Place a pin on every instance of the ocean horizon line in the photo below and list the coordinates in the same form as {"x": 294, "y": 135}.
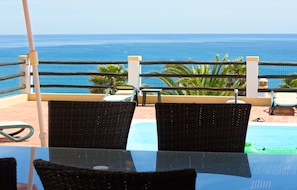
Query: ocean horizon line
{"x": 53, "y": 34}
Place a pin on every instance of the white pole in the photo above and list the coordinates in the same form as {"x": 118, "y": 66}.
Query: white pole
{"x": 33, "y": 57}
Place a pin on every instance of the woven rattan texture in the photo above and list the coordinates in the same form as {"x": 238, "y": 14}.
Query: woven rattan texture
{"x": 54, "y": 176}
{"x": 8, "y": 177}
{"x": 202, "y": 127}
{"x": 89, "y": 124}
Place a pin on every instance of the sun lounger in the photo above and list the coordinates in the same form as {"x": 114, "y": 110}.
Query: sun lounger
{"x": 19, "y": 126}
{"x": 121, "y": 93}
{"x": 282, "y": 99}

——

> _WHAT YOU WILL DO_
Write out again every line from the one containing "Place a pin on every instance of the woven" through the last line, without changing anything.

> _RESULT_
Place a pin on every instance of the woven rattan texture in the photo above and list the coordinates in the same form as {"x": 238, "y": 14}.
Query: woven rattan texture
{"x": 54, "y": 176}
{"x": 8, "y": 177}
{"x": 202, "y": 127}
{"x": 89, "y": 124}
Place a pin on every instance of the sun lounger in the photo above and list the coordinates in the same form as {"x": 114, "y": 110}.
Query: sun lounger
{"x": 19, "y": 126}
{"x": 121, "y": 93}
{"x": 282, "y": 99}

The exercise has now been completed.